Saved data entries:
========
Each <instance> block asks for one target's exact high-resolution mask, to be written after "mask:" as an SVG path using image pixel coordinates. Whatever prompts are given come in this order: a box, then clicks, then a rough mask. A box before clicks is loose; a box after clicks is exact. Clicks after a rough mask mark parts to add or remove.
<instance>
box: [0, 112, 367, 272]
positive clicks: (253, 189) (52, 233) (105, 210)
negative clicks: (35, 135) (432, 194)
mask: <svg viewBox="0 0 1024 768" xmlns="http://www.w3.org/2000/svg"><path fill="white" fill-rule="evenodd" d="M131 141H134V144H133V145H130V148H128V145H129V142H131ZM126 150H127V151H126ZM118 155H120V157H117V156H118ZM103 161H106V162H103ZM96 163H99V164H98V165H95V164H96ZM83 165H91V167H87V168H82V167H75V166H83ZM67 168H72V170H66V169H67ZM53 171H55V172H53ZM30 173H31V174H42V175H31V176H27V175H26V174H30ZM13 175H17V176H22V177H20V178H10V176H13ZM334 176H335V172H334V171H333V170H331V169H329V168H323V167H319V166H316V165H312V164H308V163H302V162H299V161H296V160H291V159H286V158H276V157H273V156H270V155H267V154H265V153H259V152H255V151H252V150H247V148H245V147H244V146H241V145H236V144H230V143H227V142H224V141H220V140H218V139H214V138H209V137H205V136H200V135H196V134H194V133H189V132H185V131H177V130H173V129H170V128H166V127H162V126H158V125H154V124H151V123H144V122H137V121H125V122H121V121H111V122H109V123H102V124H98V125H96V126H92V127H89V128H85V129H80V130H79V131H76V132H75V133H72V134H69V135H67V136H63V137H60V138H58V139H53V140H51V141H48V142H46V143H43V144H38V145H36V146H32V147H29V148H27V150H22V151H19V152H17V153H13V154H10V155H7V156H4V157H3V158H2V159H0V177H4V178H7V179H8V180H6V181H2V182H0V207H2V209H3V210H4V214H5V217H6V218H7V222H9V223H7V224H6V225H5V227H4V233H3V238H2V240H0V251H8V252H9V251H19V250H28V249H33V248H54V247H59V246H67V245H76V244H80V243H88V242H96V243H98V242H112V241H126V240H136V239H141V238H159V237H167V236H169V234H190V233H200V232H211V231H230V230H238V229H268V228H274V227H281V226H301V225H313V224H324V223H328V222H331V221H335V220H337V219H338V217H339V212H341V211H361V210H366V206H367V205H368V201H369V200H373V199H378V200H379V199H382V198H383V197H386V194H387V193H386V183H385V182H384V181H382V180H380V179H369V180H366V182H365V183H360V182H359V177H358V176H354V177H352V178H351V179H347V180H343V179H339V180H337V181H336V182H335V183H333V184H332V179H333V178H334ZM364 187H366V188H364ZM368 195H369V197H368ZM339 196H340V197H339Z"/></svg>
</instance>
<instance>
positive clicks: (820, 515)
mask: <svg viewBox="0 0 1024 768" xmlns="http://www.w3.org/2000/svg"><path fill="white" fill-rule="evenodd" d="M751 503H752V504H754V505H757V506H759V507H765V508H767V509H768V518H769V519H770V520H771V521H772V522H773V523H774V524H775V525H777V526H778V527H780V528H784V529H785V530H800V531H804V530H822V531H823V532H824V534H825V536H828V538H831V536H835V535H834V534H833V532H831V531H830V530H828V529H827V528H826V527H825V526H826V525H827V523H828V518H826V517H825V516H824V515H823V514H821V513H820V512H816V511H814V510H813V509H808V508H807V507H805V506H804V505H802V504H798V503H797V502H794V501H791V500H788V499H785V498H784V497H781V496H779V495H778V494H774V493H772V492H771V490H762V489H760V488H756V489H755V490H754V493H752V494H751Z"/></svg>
========
- [WORK INSTRUCTIONS] The data must be duplicated exactly, with nothing left out.

- [ANSWER BOX]
Each <instance> block asks for one target's exact high-resolution mask, to be written after "mask:" as an SVG path using image pixel coordinates. Whatever prompts are given come in this order: a box, then clicks, then a rough mask. A box before clicks is loose; a box after clicks is exact. Clicks after a rough mask mark parts to add or remove.
<instance>
box: [0, 112, 367, 272]
positive clicks: (253, 189) (52, 233) (105, 210)
negative clicks: (35, 135) (432, 194)
mask: <svg viewBox="0 0 1024 768" xmlns="http://www.w3.org/2000/svg"><path fill="white" fill-rule="evenodd" d="M131 141H134V144H133V145H130V148H128V145H129V142H131ZM126 150H127V151H126ZM118 155H120V157H117V156H118ZM103 161H106V162H103ZM96 163H99V164H98V165H95V164H96ZM83 165H91V167H87V168H82V167H75V166H83ZM67 168H72V170H66V169H67ZM53 171H55V172H53ZM30 173H31V174H42V175H31V176H27V175H26V174H30ZM13 175H17V176H22V177H20V178H10V176H13ZM334 176H335V172H334V171H333V170H331V169H329V168H323V167H319V166H316V165H312V164H308V163H302V162H299V161H296V160H291V159H286V158H276V157H273V156H270V155H267V154H265V153H259V152H255V151H252V150H247V148H245V147H244V146H241V145H236V144H230V143H227V142H224V141H220V140H218V139H214V138H209V137H205V136H200V135H196V134H194V133H189V132H185V131H177V130H173V129H170V128H166V127H162V126H158V125H154V124H151V123H144V122H137V121H125V122H121V121H111V122H109V123H102V124H98V125H96V126H92V127H89V128H85V129H80V130H79V131H76V132H75V133H72V134H69V135H67V136H63V137H60V138H58V139H53V140H51V141H48V142H46V143H43V144H38V145H36V146H32V147H29V148H27V150H22V151H19V152H17V153H13V154H10V155H7V156H4V157H3V158H2V159H0V177H4V178H7V179H8V180H6V181H2V182H0V207H2V209H3V210H4V214H5V217H6V218H7V222H9V223H7V224H6V225H5V227H4V233H3V238H2V240H0V251H8V252H9V251H19V250H28V249H33V248H54V247H59V246H67V245H76V244H80V243H88V242H96V243H98V242H112V241H126V240H136V239H141V238H159V237H167V236H169V234H190V233H200V232H211V231H230V230H238V229H268V228H274V227H281V226H301V225H313V224H324V223H328V222H331V221H335V220H337V219H338V217H339V212H341V211H361V210H366V206H367V205H368V201H369V200H373V199H378V200H379V199H382V198H383V197H386V194H387V193H386V183H385V182H384V181H382V180H380V179H369V180H366V182H365V183H360V182H359V177H358V176H354V177H352V178H351V179H347V180H343V179H339V180H337V181H336V182H335V183H333V184H332V179H333V178H334ZM364 187H366V188H364ZM368 195H369V197H368ZM339 196H340V197H339Z"/></svg>
</instance>
<instance>
positive clicks: (820, 515)
mask: <svg viewBox="0 0 1024 768" xmlns="http://www.w3.org/2000/svg"><path fill="white" fill-rule="evenodd" d="M751 503H752V504H754V505H757V506H759V507H765V508H767V509H768V518H769V519H770V520H771V521H772V522H773V523H774V524H775V525H777V526H778V527H780V528H784V529H785V530H800V531H804V530H822V531H823V532H824V534H825V536H828V538H831V536H835V535H834V534H833V532H831V531H830V530H828V529H827V528H826V527H825V526H826V525H827V523H828V518H826V517H825V516H824V515H823V514H821V513H820V512H816V511H814V510H813V509H808V508H807V507H805V506H804V505H802V504H798V503H797V502H794V501H791V500H788V499H785V498H784V497H781V496H779V495H778V494H774V493H772V492H771V490H762V489H760V488H756V489H755V490H754V493H752V494H751Z"/></svg>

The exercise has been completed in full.